EXTRAIT CHOISI:
Retour en juillet 2021 : durant la réunion générale ministérielle des pays non alignés à l’ONU, Hilale fait distribuer une note en réponse aux propos du ministre algérien des Affaires étrangères, Ramtane Lamamra, dans laquelle il est écrit que le « peuple kabyle mérite, plus que tout autre, de jouir pleinement de son droit à l’auto-détermination », soulignant également que celle-ci « n’est pas un principe à la carte ». Une réponse du berger à la bergère, l’Algérie défendant de son côté l’auto-détermination du Sahara occidental.

Ce parallèle dressé entre les situations des deux régions, inédit de la part d’un diplomate marocain, n’a pas du tout été au goût d’Alger, qui avait alors immédiatement rappelé son ambassadeur à Rabat.

Si cette position sur la Kabylie n’a jamais été officiellement appuyée par le gouvernement ou le ministère des Affaires étrangères, elle témoigne toutefois d’une évolution de la rhétorique diplomatique marocaine. L’objectif : pointer ce qui s’apparente pour le Maroc à une schizophrénie algérienne sur la question des régions, et utiliser la carte kabyle pour contrer les appels des Algériens à l’auto-détermination des Sahraouis.

« Bulldozer » du royaume

« Vous demandez l’autodétermination pour les 20 000 personnes que vous séquestrez dans les camps de Tindouf, mais vous la déniez à un peuple de 12 millions d’habitants », a lancé Omar Hilale, surnommé le « bulldozer » du royaume à l’ONU. Appuyant ce propos, Ghalla Bahiya, vice-présidente de la région Dakhla-Oued Eddahab, a évoqué la situation des droits humains dans les camps susnommés. « Ma délégation décide de ne pas répondre à ces allégations dès lors que cette personne ne représente qu’elle-même, en rappelant qu’il était clairement établi, conformément aux résolutions des Nations unies, que le Front Polisario est l’unique représentant légitime et exclusif du peuple sahraoui », a balayé de son côté Nadi Larbaoui.

« [Mme Ghalla] représente les centaines de milliers de citoyens du Sahara attachés à leur marocanité. Elle représente, également, 20 000 Sahraouis […] séquestrés chez vous dans les camps de Tindouf », a rétorqué Omar Hilale, en indiquant que « si l’Algérie ne veut pas qu’elles soient évoquées, elle n’a qu’à libérer ces populations et les laisser rentrer chez elles au Maroc ». Répétant la position officielle d’Alger sur le conflit, l’ambassadeur algérien a ajouté que l’Algérie « n’est pas partie au conflit et, au même titre que la Mauritanie, a le statut de voisin observateur, à moins, que cela participe d’une volonté concertée mais éculée et vaine de bilatéralisation du conflit, qui demeure fondamentalement, n’en déplaise au Maroc et à ses clients, une question de décolonisation ».

SÉRIE DE CONSIGNES:
(a) D'après l'extrait sur le différend entre le Maroc et l'Algérie, comment Alger a-t-il réagi à la note distribuée par Hilale en juillet 2021 ?
(b) Poursuivez l'extrait sur le différend entre le Maroc et l'Algérie après sa dernière phrase.
Les lignes forment un matériau à part, sans rapport avec l'extrait sur le différend entre le Maroc et l'Algérie.

LIGNES:
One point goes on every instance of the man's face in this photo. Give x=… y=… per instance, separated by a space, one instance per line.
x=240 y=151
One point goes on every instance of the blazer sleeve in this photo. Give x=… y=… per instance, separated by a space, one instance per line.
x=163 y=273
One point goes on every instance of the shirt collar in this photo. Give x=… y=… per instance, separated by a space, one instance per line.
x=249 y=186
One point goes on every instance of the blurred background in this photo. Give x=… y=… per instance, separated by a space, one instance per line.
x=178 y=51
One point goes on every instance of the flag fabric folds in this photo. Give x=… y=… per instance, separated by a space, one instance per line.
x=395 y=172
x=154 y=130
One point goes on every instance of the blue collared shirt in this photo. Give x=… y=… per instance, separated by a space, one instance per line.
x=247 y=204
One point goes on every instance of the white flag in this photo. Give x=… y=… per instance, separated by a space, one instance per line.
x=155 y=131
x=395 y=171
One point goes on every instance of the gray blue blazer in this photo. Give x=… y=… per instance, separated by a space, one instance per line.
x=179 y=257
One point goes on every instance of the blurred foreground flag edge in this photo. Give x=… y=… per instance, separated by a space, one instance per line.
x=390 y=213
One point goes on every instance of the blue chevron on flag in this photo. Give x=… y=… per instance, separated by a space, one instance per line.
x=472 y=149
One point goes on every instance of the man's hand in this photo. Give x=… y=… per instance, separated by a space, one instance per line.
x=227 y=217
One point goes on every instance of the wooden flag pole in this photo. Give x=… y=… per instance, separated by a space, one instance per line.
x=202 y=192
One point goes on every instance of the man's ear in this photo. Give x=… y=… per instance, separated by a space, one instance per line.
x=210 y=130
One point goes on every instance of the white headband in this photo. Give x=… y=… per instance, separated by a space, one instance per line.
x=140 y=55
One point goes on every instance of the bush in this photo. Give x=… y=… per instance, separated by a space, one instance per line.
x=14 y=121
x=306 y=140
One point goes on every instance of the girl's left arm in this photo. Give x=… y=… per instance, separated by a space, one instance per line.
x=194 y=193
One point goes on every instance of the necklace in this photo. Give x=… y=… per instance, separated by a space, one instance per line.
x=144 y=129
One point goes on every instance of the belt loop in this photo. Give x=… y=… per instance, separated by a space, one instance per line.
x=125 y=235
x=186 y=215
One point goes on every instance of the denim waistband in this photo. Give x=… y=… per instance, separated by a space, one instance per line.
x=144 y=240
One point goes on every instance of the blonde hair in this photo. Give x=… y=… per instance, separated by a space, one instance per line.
==
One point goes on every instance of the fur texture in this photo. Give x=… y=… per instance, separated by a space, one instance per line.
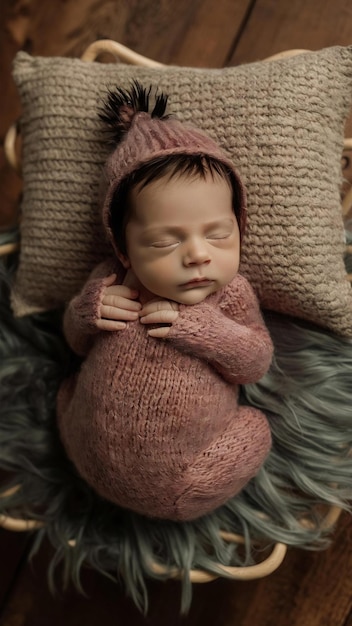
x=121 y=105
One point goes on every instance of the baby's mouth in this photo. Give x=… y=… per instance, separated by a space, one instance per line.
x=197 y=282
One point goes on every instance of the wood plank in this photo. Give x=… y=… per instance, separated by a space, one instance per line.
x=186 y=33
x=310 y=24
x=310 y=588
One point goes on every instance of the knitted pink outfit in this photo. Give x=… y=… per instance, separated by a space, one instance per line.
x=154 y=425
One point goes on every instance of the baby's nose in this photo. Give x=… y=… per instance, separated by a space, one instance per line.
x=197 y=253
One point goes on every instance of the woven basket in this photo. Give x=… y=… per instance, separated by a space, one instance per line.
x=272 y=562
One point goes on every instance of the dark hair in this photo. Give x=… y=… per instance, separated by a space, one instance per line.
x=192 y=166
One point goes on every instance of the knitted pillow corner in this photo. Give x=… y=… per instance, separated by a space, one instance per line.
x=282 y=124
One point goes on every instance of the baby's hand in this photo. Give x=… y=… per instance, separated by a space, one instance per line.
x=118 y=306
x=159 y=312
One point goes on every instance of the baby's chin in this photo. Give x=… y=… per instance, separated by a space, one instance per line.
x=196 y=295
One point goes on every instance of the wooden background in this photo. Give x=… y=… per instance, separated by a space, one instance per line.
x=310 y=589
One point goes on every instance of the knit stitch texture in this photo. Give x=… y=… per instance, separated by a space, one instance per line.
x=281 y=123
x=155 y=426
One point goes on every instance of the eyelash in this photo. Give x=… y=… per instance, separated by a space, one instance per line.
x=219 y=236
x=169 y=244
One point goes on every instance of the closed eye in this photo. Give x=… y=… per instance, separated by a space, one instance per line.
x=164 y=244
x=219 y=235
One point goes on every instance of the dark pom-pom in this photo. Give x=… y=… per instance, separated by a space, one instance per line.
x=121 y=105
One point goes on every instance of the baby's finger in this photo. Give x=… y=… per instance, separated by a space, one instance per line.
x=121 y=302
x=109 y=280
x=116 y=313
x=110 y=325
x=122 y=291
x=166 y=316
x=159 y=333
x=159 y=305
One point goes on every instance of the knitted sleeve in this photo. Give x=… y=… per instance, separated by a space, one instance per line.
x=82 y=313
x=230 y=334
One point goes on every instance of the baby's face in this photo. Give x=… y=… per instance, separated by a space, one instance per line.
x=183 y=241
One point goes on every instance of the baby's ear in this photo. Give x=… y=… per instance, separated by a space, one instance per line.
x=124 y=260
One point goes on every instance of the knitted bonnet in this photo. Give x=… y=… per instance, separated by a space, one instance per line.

RÉPONSES PAR CONSIGNE:
(a) Alger a immédiatement rappelé son ambassadeur à Rabat.

(b)
« Prison fermée »

Pour se défendre, Nadir Larbaoui a également qualifié la région du Sahara de « prison fermée », avant d’évoquer des « atteintes aux libertés et aux droits de l’Homme », la « torture », des « abus à l’égard des femmes » et des « enlèvements forcés ».

« Si c’était le cas, s’est insurgé Omar Hilale, pourquoi des pays y ont-ils ouvert 27 consulats ? Pourquoi le Sahara draine-t-il des investissements étrangers colossaux […] ? Pourquoi les diplomates, les délégations étrangères et les milliers de touristes afflueraient-ils dans une prison fermée ? » Et de conclure : « La prison fermée, c’est l’Algérie, où il y a les violations les plus graves des droits de l’Homme en Afrique », soulignant que « le Haut-Commissariat des Nations unies aux droits de l’homme a multiplié ses préoccupations par rapport aux persécutions des activistes du Hirak et aux violations massives de leurs droits, notamment les détentions arbitraires, les restrictions aux libertés fondamentales et les procès iniques ».

Le royaume niant tout soutien aux mouvements indépendantistes kabyle, la sortie, l’an dernier, du représentant marocain avait alors été jugée comme une simple « sortie de route isolée ». Mais l’insistance d’Omar Hilale sur le sujet indique que Rabat assume désormais cette ligne de défense face aux accusations algériennes. Une manière d’obliger Alger à clarifier son discours anti-colonial, plutôt que d’avoir à répondre aux attaques du voisin.